TASKS AND EXERCISES:
A – Write out the part of the Runx1 chromatin excerpt starting at "Identification of haematopoietic" and ending at "HPC-7 cells (Fig. 3).".
B – Summarize the Runx1 chromatin excerpt in two sentences.

EXTRACT PROVIDED:
Chromatin interactions anchored by the Runx1 P1 and P2 promoters and +24 enhancer

Most of the significant interactions for P1, P2 and the +24 enhancer occur within the 1.1 Mb domain (Fig. 1b). There are ~40–50 significant interactions for P1cc/P1 baits, ~60–75 for +24/+24cc baits, and ~30 for P2/P2cc baits (Fig. 1d). Strikingly, the +24 enhancer in particular forms many significant interactions outside the Runx1 domain (Fig. 1b,d). Many of these long-range interactions are with other genes or gene promoters on mouse chromosome 16 (Fig. 2). Expression levels of these genes in human tissues according to Genotype-Tissue Expression (GTEx, https://www.gtexportal.org/home/)21 did not reveal obvious tissue-specific expression patterns. However, among the genes contacted by +24 are Erg, a haematopoietic TF, and Tiam1 (T-cell lymphoma invasion and metastasis 1), involved in cell adhesion and cell migration. These distant connections suggest that +24 may also regulate other haematopoietic genes in adjacent domains.

Figure 2
figure 2

Interactions of the Runx1 locus with other genes. Significant interactions that overlap with gene bodies or gene promoters (starting from 2 kb upstream of the gene transcriptional start site) are shown for the P1cc/P1 (a), +24/ +24cc (b) and P2cc/P2 baits (c) (assembly mm10).

Identification of haematopoietic enhancers

We hypothesised that DNA connections formed from the active P1 promoter and the +24 enhancer may correspond to haematopoietic enhancers that regulate Runx1 expression. To identify putative enhancers, we aligned significantly interacting sites with the occupancy of thirteen TFs involved in haematopoietic progenitor cell production; enhancer histone modifications and DNase I hypersensitivity sites18,19,20; and conserved non-coding elements (CNE), which were identified based on comparative genomics alignment and retroviral integration site mapping to indicate potential DNaseI hypersensitive sites11. We note that the +24 enhancer binds all thirteen haematopoietic progenitor TFs in HPC-7 cells (Fig. 3).

Figure 3
figure 3

The active P1 promoter and +24 enhancer interact with clusters of haematopoietic transcription factor binding sites. Significant interactions within the domain for each bait are shown together with the reference genes (mm9), CNEs11, TF binding sites (green), Rad21 and CTCF binding sites (black), H3K27ac, H3K4me3 and DNaseI hypersensitivity sites in HPC-7 cells18,19,20. A 3 Mb region (a) and two zoomed-in views (b) are shown. Locations of TF binding clusters containing at least six TF binding sites at the same location, and a significant interaction directly at or within 2 kb of each cluster, are indicated by arrows and named according to their distance from the P1 transcriptional start site. See also Supplementary Fig. S3.

DATASET EXTRACT:
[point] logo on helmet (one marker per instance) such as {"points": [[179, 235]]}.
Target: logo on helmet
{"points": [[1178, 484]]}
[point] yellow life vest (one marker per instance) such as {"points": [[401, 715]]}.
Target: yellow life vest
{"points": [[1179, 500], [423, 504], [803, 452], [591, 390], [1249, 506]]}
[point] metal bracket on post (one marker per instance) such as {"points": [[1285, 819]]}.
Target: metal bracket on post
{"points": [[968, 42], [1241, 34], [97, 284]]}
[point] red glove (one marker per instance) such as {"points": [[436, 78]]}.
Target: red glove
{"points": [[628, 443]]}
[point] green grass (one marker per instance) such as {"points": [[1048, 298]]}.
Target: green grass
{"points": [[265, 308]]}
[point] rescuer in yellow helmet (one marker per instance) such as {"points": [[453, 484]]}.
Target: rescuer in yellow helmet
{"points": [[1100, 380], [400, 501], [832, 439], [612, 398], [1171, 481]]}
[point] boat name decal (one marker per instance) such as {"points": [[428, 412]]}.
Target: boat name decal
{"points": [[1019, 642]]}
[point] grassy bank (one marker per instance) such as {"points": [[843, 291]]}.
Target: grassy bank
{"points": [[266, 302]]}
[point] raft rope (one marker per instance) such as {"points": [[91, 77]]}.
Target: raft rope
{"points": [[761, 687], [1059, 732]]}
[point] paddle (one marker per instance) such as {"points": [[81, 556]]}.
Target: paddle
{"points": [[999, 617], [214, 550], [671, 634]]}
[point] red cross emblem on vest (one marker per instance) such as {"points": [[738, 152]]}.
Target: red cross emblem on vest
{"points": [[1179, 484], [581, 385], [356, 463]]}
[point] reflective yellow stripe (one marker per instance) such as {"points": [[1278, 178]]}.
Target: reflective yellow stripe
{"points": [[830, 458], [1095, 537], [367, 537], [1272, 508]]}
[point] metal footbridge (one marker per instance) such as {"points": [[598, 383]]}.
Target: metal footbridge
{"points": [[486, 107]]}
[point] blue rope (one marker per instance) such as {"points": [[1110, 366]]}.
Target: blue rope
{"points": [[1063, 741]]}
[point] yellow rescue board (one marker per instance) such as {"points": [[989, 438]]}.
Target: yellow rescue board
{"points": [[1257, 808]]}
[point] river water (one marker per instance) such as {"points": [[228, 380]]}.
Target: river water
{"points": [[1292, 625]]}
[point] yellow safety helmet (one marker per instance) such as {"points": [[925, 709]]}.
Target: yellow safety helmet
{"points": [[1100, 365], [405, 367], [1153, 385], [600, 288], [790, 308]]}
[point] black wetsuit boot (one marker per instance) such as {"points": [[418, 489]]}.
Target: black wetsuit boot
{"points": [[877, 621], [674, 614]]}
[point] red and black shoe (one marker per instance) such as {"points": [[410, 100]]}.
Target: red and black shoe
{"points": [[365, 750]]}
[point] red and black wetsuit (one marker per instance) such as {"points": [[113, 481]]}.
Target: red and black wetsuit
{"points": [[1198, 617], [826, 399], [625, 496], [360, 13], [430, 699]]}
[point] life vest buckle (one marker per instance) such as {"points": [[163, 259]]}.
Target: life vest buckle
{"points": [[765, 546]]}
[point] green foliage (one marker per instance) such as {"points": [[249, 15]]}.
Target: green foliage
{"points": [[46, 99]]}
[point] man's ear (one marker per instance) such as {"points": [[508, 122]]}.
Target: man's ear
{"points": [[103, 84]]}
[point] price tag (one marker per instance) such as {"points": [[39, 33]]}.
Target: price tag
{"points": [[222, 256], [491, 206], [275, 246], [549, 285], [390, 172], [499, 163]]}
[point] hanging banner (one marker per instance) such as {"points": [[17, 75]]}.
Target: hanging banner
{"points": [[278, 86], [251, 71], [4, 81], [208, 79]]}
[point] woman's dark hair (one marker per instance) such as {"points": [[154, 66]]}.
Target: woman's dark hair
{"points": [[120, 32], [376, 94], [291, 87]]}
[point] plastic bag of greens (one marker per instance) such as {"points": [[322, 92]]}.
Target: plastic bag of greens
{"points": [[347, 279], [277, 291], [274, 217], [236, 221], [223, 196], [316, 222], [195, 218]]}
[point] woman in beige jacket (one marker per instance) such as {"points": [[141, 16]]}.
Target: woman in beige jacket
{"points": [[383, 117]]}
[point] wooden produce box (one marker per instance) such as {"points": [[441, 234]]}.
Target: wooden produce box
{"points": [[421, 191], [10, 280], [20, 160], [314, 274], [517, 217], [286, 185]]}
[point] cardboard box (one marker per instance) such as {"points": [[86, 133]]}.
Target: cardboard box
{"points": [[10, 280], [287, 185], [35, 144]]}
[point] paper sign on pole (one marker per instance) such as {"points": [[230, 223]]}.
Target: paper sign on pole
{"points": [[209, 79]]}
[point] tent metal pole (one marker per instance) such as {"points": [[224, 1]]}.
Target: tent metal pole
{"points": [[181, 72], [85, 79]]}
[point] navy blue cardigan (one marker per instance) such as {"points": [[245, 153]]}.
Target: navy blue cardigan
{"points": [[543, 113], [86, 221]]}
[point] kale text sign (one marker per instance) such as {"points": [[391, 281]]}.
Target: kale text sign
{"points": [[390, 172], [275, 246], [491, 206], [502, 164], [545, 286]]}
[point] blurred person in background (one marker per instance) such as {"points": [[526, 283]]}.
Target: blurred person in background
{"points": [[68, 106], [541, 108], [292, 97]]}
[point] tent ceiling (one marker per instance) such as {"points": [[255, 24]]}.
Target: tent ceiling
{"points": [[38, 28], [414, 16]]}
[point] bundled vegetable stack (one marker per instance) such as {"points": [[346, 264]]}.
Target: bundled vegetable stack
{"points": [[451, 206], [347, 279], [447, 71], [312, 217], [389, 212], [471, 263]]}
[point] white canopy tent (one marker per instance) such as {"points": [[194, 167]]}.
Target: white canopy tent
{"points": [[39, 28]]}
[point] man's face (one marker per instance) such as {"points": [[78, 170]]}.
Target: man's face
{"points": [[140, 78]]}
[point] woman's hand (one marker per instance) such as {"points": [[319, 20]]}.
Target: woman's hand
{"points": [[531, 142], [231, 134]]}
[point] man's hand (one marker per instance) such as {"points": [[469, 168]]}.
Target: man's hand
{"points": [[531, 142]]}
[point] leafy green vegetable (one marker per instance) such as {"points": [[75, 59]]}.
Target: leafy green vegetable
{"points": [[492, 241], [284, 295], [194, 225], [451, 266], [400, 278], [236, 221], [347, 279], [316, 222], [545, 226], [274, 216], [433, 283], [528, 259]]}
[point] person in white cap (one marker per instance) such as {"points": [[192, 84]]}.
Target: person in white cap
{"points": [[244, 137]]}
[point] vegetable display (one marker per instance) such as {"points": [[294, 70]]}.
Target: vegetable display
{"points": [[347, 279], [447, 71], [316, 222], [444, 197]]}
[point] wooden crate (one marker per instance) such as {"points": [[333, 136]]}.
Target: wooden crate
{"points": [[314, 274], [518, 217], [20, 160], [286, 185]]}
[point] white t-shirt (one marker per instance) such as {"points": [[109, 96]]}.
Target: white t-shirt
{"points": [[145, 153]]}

TASK SOLUTIONS:
A –
Identification of haematopoietic enhancers

We hypothesised that DNA connections formed from the active P1 promoter and the +24 enhancer may correspond to haematopoietic enhancers that regulate Runx1 expression. To identify putative enhancers, we aligned significantly interacting sites with the occupancy of thirteen TFs involved in haematopoietic progenitor cell production; enhancer histone modifications and DNase I hypersensitivity sites18,19,20; and conserved non-coding elements (CNE), which were identified based on comparative genomics alignment and retroviral integration site mapping to indicate potential DNaseI hypersensitive sites11. We note that the +24 enhancer binds all thirteen haematopoietic progenitor TFs in HPC-7 cells (Fig. 3).

B – Most significant interactions of the Runx1 P1 and P2 promoters and the +24 enhancer fall within a 1.1 Mb domain, but the +24 enhancer also forms many long-range interactions with other genes on mouse chromosome 16, among them Erg and Tiam1. To identify putative enhancers, the interacting sites were aligned with the occupancy of thirteen haematopoietic progenitor TFs, enhancer histone modifications, DNase I hypersensitivity sites and conserved non-coding elements, and the +24 enhancer binds all thirteen of these TFs in HPC-7 cells.